**** Records provided ****

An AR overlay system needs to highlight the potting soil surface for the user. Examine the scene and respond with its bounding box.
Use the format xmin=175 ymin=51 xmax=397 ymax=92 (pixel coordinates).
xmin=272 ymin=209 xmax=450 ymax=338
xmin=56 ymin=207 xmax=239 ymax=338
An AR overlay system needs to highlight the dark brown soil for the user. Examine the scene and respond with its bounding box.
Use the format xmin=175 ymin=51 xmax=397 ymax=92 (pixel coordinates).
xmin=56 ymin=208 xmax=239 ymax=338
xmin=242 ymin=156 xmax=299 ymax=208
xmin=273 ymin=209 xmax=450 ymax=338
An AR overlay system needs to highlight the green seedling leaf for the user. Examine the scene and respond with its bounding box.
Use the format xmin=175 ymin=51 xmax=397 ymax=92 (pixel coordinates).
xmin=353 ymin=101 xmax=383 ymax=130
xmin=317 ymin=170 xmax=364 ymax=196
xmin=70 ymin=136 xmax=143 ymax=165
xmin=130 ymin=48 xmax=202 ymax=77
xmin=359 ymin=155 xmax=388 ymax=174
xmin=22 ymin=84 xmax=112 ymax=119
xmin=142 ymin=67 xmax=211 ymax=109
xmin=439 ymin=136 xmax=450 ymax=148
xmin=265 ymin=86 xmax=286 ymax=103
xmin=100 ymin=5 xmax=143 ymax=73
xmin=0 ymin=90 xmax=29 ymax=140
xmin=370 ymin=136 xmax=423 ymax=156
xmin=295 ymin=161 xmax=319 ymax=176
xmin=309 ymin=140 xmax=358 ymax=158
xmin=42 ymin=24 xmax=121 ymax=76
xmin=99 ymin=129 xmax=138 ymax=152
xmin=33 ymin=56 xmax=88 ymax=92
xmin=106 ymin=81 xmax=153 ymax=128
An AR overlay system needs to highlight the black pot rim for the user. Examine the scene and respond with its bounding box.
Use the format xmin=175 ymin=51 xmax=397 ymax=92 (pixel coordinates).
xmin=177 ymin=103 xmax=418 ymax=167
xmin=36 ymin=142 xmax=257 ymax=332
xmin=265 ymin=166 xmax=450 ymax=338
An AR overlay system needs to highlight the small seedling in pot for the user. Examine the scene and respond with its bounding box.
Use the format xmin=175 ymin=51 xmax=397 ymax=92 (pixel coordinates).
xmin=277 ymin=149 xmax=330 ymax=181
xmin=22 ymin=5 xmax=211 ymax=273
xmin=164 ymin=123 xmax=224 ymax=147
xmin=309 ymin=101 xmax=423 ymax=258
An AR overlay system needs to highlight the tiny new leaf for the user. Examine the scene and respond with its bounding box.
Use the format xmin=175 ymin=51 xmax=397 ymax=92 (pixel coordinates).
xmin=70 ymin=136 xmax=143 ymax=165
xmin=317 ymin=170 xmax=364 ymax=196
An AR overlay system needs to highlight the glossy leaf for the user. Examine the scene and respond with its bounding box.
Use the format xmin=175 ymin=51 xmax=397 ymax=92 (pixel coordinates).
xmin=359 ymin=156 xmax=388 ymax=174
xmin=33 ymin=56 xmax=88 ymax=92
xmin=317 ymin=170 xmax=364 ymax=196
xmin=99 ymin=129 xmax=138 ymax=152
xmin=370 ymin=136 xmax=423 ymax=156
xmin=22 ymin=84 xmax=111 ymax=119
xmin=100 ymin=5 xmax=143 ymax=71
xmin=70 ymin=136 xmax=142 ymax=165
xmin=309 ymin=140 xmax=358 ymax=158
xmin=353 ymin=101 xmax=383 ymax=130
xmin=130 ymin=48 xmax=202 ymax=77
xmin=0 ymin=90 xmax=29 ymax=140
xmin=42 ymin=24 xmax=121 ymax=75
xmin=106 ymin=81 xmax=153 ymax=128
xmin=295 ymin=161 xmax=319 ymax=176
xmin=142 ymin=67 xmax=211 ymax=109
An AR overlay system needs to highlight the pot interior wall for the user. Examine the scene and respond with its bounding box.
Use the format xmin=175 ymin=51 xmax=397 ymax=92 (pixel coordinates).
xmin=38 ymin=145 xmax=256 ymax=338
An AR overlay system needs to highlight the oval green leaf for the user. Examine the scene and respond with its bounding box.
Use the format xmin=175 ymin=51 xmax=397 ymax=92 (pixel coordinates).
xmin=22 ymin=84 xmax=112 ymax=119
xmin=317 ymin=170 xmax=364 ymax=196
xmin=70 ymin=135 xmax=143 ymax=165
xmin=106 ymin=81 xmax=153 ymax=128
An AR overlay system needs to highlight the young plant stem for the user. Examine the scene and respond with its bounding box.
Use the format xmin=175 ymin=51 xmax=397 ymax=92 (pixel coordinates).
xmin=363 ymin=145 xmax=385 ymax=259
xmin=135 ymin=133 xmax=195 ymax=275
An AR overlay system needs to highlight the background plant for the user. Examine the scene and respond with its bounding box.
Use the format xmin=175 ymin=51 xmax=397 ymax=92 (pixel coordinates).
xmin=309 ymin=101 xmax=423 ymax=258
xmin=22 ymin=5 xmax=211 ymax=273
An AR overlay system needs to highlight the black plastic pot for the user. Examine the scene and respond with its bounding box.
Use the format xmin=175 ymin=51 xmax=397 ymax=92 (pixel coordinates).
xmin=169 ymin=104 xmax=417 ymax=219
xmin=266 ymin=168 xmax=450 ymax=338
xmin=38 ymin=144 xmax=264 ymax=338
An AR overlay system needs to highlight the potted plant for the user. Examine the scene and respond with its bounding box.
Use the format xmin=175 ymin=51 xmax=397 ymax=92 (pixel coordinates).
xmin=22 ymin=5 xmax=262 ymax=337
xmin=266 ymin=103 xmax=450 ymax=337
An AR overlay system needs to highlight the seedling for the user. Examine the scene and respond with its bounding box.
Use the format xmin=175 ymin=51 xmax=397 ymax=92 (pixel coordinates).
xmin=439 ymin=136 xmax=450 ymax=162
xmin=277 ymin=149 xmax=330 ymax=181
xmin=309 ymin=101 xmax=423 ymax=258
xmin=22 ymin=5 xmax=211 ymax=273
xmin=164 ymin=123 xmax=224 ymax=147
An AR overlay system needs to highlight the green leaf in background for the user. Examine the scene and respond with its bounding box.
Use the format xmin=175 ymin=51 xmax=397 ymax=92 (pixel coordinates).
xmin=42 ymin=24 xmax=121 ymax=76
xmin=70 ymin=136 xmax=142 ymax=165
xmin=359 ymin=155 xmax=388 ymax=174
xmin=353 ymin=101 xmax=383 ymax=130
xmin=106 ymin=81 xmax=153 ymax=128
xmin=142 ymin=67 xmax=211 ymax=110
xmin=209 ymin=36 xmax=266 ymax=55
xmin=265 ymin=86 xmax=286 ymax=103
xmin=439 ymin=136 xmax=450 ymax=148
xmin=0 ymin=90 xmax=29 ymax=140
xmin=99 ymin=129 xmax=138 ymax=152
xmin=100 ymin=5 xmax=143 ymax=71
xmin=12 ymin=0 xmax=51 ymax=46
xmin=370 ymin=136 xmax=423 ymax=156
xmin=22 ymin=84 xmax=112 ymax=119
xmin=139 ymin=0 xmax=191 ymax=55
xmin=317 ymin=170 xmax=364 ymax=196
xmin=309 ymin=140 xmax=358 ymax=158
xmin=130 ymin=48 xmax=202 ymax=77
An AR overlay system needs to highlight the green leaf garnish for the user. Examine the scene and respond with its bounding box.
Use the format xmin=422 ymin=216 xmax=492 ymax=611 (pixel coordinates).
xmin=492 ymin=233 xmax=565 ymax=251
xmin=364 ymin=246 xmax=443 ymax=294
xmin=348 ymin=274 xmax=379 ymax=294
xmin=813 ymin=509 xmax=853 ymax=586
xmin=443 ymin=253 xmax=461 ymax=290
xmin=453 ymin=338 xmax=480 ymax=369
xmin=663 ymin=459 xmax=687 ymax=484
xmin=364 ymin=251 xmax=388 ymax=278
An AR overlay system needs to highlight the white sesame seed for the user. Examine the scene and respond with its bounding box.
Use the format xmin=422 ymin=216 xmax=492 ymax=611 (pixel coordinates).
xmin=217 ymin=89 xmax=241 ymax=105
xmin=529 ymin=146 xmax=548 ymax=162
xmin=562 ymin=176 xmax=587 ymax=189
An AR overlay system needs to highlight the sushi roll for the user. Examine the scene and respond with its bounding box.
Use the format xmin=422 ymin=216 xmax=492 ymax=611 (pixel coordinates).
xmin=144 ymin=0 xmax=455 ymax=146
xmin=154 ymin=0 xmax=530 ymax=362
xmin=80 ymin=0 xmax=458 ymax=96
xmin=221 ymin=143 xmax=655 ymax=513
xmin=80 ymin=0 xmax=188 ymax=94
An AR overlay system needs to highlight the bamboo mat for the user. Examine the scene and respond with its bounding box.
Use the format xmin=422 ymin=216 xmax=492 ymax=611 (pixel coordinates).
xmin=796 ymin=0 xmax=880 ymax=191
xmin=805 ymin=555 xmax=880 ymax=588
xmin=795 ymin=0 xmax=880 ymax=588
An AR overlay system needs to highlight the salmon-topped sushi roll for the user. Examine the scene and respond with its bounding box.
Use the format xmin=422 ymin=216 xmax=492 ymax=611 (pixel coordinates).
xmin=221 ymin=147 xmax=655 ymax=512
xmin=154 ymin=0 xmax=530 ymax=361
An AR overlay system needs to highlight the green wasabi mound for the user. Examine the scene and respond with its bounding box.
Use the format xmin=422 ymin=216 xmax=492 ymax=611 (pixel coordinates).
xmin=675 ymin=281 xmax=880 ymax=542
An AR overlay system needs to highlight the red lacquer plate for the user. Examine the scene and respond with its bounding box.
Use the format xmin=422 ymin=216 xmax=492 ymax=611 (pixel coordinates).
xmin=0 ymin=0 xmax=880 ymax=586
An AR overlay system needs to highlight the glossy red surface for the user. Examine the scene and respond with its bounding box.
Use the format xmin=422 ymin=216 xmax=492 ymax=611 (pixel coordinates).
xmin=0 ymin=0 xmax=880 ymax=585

****

◆ The request ◆
Transcribe the lines above without any change, from the line containing "An AR overlay system needs to highlight the young" down through the line containing "xmin=38 ymin=144 xmax=264 ymax=338", including both of those lines.

◆ Expected answer ◆
An AR overlay system needs to highlight the young plant stem for the user. Examine the scene and respond with its bounding box.
Use the format xmin=175 ymin=51 xmax=397 ymax=92 (pixel coordinates).
xmin=363 ymin=145 xmax=385 ymax=259
xmin=135 ymin=133 xmax=195 ymax=275
An AR overlay system needs to highlight the background plant for the user. Examine the scene and respond with its bounding box.
Use the format xmin=175 ymin=51 xmax=397 ymax=92 (pixel coordinates).
xmin=309 ymin=101 xmax=423 ymax=258
xmin=22 ymin=5 xmax=211 ymax=273
An AR overlay system needs to highlight the black plastic pot for the user. Examine the scene and respond with its bounding box.
Use the format xmin=175 ymin=51 xmax=397 ymax=92 (pixel coordinates).
xmin=169 ymin=104 xmax=417 ymax=219
xmin=266 ymin=168 xmax=450 ymax=338
xmin=38 ymin=144 xmax=264 ymax=338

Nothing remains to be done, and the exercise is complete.